# [TASK REQUIREMENTS]
Which lines in the data below contain the word "green"? Pull out each of those lines and copy it in full.

# [SOURCE RECORDS]
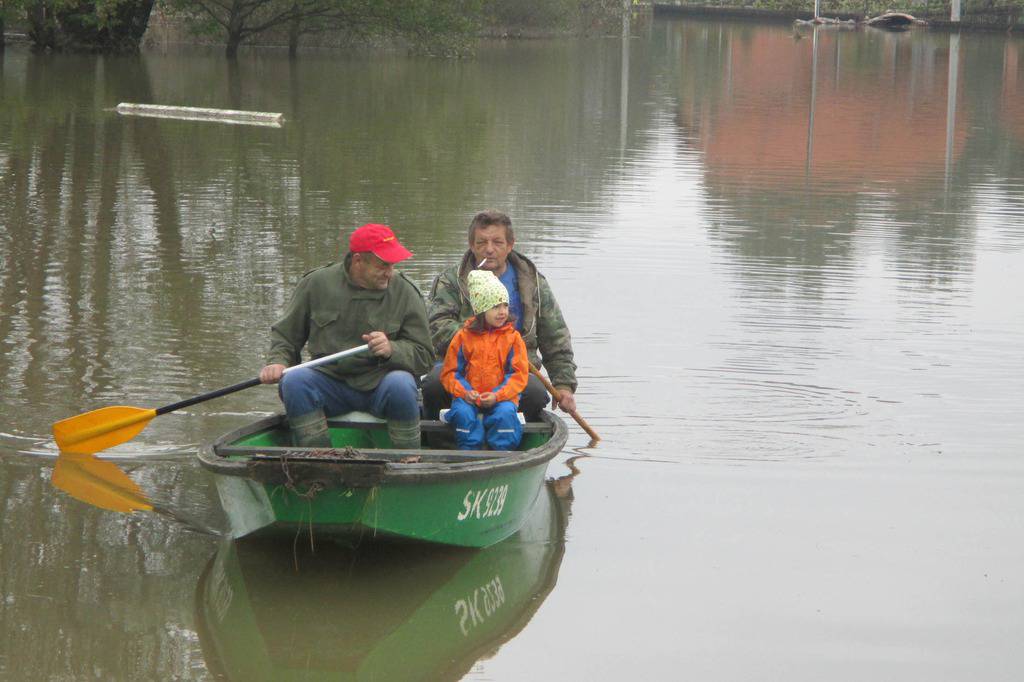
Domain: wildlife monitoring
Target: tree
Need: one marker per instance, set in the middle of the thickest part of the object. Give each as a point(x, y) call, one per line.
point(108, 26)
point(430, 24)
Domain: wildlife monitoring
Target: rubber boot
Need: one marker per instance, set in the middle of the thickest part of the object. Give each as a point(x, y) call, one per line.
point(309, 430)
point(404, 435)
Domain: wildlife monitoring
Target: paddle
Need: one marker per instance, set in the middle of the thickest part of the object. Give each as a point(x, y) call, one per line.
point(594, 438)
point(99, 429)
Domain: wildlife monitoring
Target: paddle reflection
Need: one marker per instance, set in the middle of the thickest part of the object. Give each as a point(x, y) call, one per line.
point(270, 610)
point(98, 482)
---
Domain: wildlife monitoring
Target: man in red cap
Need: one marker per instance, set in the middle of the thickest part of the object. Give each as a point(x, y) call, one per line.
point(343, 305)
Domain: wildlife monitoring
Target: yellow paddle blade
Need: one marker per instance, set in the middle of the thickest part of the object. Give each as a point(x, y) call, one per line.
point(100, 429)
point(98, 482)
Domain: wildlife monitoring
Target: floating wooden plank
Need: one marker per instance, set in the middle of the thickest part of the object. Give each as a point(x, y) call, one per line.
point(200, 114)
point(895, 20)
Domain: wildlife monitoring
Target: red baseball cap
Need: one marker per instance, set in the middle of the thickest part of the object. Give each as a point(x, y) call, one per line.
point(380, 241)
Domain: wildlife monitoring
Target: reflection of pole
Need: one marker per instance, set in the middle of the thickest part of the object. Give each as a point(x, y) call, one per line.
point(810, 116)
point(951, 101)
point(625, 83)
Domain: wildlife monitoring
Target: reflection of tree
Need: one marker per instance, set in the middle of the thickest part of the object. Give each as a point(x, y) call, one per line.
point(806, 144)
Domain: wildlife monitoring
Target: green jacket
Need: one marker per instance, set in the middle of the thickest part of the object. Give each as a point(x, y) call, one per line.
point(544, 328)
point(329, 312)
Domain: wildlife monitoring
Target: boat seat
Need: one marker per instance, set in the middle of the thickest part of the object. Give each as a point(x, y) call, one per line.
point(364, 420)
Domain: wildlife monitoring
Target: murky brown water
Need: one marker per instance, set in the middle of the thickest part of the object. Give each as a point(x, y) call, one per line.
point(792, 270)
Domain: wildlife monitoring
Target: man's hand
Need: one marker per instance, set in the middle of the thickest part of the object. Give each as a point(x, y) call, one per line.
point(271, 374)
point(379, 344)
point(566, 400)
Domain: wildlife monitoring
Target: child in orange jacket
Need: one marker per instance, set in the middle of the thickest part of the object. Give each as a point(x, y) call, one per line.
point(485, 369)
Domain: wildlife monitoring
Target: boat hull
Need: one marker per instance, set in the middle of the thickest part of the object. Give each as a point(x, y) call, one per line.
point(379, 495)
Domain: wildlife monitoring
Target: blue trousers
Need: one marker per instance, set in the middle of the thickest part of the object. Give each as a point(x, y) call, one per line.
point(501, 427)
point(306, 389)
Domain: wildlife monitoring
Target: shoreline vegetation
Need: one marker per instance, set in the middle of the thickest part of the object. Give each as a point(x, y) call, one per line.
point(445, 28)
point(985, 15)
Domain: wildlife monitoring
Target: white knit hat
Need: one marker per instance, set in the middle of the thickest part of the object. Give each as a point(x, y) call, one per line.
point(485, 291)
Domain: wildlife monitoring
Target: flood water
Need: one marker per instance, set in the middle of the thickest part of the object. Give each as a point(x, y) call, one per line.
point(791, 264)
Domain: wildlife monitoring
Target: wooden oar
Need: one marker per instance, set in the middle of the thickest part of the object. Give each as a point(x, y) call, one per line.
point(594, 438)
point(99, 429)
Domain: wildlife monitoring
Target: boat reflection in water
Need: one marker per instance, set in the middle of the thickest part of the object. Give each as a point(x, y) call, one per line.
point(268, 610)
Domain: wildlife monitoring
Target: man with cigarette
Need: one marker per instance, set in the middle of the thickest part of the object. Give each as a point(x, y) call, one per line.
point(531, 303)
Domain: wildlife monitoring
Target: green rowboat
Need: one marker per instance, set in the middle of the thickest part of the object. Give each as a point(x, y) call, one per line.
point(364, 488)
==
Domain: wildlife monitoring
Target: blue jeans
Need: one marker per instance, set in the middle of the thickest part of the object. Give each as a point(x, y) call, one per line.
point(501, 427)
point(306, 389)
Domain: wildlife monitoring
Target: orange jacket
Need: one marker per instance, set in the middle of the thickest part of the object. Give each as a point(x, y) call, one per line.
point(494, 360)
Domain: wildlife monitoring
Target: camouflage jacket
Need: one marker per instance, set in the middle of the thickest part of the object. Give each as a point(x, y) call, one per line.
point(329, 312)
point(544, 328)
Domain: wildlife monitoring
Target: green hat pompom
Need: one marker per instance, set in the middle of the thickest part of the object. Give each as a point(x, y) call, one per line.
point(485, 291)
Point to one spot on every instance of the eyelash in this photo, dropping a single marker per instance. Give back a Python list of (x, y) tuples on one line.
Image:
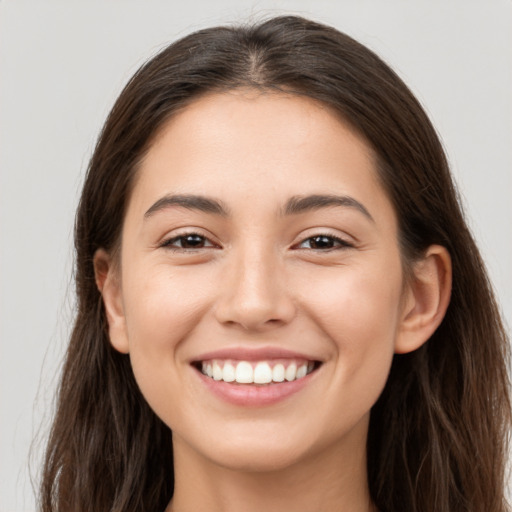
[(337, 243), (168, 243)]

# [EXERCISE RESPONSE]
Target: green jacket
Target: green rowboat
Target: green hat pompom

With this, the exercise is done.